┌─ Source material
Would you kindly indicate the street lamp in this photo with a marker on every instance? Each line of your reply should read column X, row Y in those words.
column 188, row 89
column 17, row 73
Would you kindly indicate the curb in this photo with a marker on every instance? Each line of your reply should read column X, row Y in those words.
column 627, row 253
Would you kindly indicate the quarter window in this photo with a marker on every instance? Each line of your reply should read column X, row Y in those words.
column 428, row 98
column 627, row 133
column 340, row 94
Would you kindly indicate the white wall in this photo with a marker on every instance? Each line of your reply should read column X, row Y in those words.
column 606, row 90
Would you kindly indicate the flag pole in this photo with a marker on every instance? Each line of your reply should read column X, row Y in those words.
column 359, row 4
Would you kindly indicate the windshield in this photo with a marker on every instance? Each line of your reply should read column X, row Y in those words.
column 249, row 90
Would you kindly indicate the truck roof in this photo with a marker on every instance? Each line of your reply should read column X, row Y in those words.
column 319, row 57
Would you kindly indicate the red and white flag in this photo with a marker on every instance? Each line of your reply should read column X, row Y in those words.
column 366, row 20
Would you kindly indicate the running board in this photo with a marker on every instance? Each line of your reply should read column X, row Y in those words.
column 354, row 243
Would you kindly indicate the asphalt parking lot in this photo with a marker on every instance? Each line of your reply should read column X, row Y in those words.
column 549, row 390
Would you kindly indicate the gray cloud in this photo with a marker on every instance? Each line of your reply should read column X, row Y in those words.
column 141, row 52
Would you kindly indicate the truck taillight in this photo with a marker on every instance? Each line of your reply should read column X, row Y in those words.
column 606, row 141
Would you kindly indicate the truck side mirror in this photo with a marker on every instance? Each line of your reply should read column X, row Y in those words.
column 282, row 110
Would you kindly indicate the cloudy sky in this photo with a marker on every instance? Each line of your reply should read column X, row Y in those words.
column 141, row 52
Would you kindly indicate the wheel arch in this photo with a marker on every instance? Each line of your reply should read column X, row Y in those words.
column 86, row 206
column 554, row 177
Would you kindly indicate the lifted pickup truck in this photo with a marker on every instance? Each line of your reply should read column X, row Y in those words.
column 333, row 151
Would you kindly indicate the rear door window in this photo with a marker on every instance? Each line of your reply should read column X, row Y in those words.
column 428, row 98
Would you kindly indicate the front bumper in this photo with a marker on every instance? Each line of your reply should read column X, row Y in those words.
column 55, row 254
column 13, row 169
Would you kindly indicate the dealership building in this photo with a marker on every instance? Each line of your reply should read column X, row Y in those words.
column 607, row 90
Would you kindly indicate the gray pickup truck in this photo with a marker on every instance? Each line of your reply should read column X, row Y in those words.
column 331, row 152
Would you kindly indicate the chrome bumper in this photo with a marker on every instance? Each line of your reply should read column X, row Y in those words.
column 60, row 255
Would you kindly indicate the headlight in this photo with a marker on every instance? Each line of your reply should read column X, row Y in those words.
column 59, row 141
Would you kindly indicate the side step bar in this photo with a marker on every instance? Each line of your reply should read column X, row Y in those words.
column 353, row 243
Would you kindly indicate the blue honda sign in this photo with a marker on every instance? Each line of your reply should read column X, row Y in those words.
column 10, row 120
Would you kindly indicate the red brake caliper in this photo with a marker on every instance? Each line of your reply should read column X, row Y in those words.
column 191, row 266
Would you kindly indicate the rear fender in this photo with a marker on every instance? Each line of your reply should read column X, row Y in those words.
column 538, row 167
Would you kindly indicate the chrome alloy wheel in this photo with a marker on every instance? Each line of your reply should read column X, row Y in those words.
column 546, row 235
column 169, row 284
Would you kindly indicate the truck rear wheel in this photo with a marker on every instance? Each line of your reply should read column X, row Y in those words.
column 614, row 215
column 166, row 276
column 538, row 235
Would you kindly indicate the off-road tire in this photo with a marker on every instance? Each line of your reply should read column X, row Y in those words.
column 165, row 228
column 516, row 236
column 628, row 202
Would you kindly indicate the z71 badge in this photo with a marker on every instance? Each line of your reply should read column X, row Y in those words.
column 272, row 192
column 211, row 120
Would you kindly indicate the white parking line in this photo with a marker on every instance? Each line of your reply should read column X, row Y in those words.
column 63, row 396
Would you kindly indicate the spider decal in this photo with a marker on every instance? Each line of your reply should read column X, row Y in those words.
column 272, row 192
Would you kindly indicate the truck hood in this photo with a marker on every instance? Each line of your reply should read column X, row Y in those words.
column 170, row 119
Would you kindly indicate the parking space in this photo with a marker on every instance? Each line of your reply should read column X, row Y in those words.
└─
[What you have to do]:
Go through the records and repeat each one exactly as written.

[Exercise solution]:
Would you kindly indicate the street lamp in this photo with a marker on every instance? Each line of your reply should read column X, row Y in those words.
column 188, row 89
column 17, row 73
Would you kindly indicate the curb in this photo with a marker on every instance? Each line of your reply should read column X, row Y in those words.
column 627, row 253
Would you kindly indicate the quarter window in this photo with a marker on every instance? Each line of your reply should read column X, row Y in those words.
column 428, row 98
column 627, row 133
column 340, row 94
Would you kindly indicate the white wall in this photo with a marker on every instance? Each line of your reply should read column X, row Y in those words.
column 606, row 90
Would you kindly indicate the flag pole in this photo with a marker on every instance? Each line of your reply should read column X, row Y in those words.
column 359, row 4
Would you kindly indicate the windshield in this photo with a marker on every instance? Each line of your reply should read column X, row Y in those words.
column 249, row 90
Would you kindly indicate the truck roof in this photo with a marker on every instance? Each line of your reply should read column X, row Y in those words.
column 319, row 57
Would you kindly indicate the red and white flag in this photo with a marker on every instance? Each line of your reply should read column X, row Y in those words.
column 366, row 20
Would you kindly indicate the running board in this photo with a marker on every instance? Each line of your reply should read column X, row Y in those words.
column 354, row 243
Would you kindly indicate the asphalt parking lot in this photo with a marker on every instance? Each line of your reply should read column X, row Y in those words.
column 549, row 390
Would you kindly indicate the gray cloud in this photo with a marker on every instance? Each line of your reply should read column X, row Y in those words.
column 141, row 52
Would you kindly indicate the truck taillight in this photo with a marker on every instance? Each line of your reply should read column X, row Y in those words.
column 606, row 141
Would you kindly indicate the truck side mirror in this photo with a marker on every instance? Each line of your reply should read column X, row Y in those words.
column 282, row 110
Would you kindly indicate the cloudy sky in this photo with a marker on every instance? Each line of your reply should read column X, row Y in those words.
column 141, row 52
Would you kindly indicate the wheel arch in this photo with a marker on every instance? Each line of your reply should read column X, row Y in those words.
column 86, row 206
column 554, row 177
Would you kindly indicate the lifted pickup truck in this photo with a marker on every instance? Each line of your reply should read column X, row Y in those words.
column 333, row 151
Would you kindly indicate the rear door window in this photo with a marker on every instance? Each line of your reply should read column X, row Y in those words.
column 428, row 98
Would you kindly indicate the front bumper in this photo with a marker on every instance? Each line of your reply should read column X, row Y in those words.
column 55, row 254
column 13, row 169
Would you kindly indicate the dealership building in this photo with a marker on every instance? Each line of your reply should read column X, row Y in those words.
column 607, row 90
Would you kindly indicate the gray pickup truck in this photo with a marker on every instance? Each line of your reply should read column X, row Y in those words.
column 331, row 152
Would you kindly indicate the chrome bumper in this photo with a marker on every instance? Each line of your reply should read column X, row Y in those words.
column 60, row 255
Would you kindly indicate the headlight in this photo with a marker on every instance? Each line of your reply should read column X, row Y in those words.
column 59, row 141
Would you kindly indicate the side step bar in this photo with a marker on every instance? Each line of your reply should read column X, row Y in those words.
column 353, row 243
Would you kindly indicate the blue honda sign in this photo with a marker on every instance? Each line of your reply should read column X, row Y in those words.
column 10, row 120
Would you kindly indicate the red brake caliper in this photo with a marker on every instance? Each line of your reply should read column X, row Y in those words.
column 191, row 266
Would you kindly indicate the rear fender in this photo with a marker on every instance? Each line of your reply should read column X, row Y in those words.
column 538, row 167
Would you kindly indicate the chrome alloy wheel in this photo with a marker on every instance? Each line of your reply should read column X, row Y in those words.
column 546, row 235
column 169, row 284
Would you kindly indicate the truck rear wheel in this photo with a marker on every instance? Each line of your reply should read column X, row Y in those words.
column 614, row 215
column 166, row 276
column 538, row 235
Would you kindly indicate the off-road tire in this photo with a marker on every instance? Each line of your reply should read column X, row Y in those words.
column 165, row 228
column 516, row 236
column 628, row 202
Would you kindly indicate the z71 badge in this photo with a marker on every instance? Each line of your reply should read column X, row Y in those words.
column 272, row 192
column 211, row 120
Would you kindly indicate the white parking line in this photo with a marker on every instance? Each line of your reply should read column X, row Y in those words.
column 63, row 396
Would you kindly indicate the spider decal in this photo with a marker on every instance? Each line of your reply should read column X, row Y in those words.
column 272, row 192
Would you kindly indicate the truck hood in this photo with a marker on every instance? Each line of your reply should read column X, row Y in those words.
column 170, row 119
Would you kindly indicate the parking space in this photo with a marker on every instance? Each line of your reply should read column X, row Y in those words.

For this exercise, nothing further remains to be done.